Data excerpts |
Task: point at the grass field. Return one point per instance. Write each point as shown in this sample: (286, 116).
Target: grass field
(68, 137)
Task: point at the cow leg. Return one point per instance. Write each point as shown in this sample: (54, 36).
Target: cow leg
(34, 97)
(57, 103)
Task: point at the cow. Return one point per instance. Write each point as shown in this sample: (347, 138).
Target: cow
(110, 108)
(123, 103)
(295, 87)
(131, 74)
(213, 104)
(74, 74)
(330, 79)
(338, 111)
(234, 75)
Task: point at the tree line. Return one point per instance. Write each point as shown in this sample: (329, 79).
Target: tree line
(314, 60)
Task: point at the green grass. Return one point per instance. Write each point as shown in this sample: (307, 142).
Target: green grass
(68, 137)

---

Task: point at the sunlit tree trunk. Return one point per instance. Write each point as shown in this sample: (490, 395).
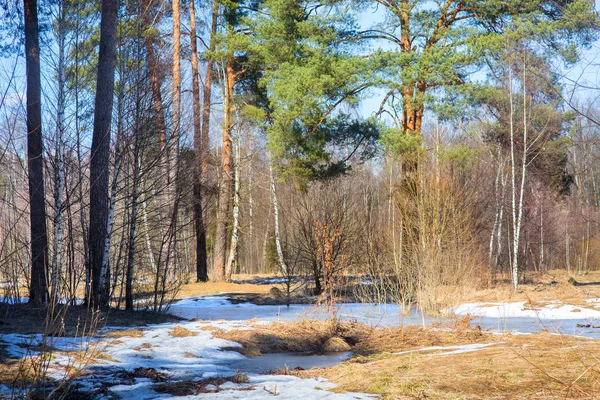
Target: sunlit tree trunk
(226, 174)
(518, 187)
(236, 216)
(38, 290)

==

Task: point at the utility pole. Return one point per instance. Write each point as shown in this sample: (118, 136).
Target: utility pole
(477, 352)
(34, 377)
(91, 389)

Work instruction |
Return word for word the lines above from the line with "Task: point at the tree" to the line with "Task: point at the green", including both and leaving out all others.

Response to the exercise |
Task: point at the tree line. Return one point per instance. Write each point as shown in this sample: (329, 79).
Target: tree line
(314, 60)
Task: point at the green grass. Return one point per instance. Write each point as shown in this sample: (307, 142).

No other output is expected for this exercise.